### TASK DIRECTIONS
In the Tactical Barbell thread, how long does a session of the chosen template take to complete?

### DOCUMENT

# Tactical Barbell



## JustMe (Oct 24, 2016)

Anyone have any success incorporating this into there workout?


----------



## Red Flag 1 (Oct 24, 2016)

[Q


----------



## JustMe (Oct 24, 2016)

I apologize I came off very vague. I just started reading this book (Tactical Barbell) and it talks about how there are Tactical Barbell templates (or specific workouts) which are not the main focus of the workout but are great in helping increase general strength. 

Example: Certain sets of days you follow the set template you chose, which includes the weight and reps  and takes 20 to 30 mins to complete.

So my question is has anyone followed this program and seen any results?


----------



## JustMe (Oct 24, 2016)

(Wish I could edit haha) To add to this,

I would follow my current program but also add this in 3 times a week or more or less as necessary.


----------



## Etype (Nov 2, 2016)

Never tried it, but strength is good in you are already where you need to be on your primary goals.

If you are going to a selection of something, I'd shoot for 100% in each event when you are well rested and not under stress. Once you attain that, implement whatever strength program of your choice at a 60/40ish ratio. If you start to lose your performance in your benchmark events, titrate your doses as necessary.

Position annotation records:
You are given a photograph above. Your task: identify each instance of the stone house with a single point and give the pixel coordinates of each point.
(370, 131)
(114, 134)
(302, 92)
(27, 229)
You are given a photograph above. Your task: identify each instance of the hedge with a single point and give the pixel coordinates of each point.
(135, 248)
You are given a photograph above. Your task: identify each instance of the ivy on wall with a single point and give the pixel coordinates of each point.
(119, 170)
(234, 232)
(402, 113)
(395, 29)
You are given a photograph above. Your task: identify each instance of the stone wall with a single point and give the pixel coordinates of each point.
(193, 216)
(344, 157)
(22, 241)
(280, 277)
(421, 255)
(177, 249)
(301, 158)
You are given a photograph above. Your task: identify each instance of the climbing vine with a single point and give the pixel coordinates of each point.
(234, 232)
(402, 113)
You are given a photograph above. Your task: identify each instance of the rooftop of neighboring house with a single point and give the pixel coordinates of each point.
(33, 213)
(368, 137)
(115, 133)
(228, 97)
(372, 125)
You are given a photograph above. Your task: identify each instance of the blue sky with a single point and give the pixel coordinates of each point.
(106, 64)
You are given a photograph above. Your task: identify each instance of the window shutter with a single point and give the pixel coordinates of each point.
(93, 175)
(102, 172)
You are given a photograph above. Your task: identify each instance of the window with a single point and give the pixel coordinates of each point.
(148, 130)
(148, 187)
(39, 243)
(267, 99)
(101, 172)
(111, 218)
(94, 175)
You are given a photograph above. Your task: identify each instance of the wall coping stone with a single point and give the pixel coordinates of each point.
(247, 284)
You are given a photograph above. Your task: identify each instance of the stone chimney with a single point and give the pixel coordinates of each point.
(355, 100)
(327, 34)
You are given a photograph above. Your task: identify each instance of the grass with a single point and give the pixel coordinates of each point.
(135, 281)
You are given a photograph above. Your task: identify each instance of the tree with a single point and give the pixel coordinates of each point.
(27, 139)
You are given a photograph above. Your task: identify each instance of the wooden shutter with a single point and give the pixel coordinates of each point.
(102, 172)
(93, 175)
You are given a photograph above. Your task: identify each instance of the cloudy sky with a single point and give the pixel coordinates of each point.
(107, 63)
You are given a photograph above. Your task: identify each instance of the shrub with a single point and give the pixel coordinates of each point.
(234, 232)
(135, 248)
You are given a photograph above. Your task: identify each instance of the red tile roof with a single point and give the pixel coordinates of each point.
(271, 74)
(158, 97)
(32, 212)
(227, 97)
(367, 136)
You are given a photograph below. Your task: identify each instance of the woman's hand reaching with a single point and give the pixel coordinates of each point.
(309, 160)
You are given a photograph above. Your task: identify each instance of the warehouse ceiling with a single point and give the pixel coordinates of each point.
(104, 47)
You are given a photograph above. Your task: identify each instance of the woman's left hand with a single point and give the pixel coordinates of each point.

--

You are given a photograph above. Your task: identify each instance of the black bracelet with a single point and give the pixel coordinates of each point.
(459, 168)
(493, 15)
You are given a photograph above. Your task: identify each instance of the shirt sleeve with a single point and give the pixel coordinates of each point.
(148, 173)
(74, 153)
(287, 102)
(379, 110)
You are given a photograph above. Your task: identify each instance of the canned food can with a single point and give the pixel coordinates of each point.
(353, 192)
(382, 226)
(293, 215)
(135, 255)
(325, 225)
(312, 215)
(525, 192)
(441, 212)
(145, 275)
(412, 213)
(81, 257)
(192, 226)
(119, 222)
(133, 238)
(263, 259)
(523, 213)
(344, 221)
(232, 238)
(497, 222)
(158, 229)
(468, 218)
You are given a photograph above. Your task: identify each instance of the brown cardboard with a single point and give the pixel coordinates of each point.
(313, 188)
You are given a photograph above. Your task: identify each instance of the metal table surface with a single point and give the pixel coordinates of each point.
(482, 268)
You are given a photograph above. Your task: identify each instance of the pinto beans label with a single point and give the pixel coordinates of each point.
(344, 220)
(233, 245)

--

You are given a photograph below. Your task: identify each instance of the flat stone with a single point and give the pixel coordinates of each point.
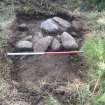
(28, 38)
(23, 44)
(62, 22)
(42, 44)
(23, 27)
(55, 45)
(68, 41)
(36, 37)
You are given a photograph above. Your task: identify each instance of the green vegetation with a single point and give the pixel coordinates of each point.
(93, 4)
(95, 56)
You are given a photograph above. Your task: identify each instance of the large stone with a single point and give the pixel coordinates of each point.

### SOLUTION FOR THIS TASK
20 to 30 minutes.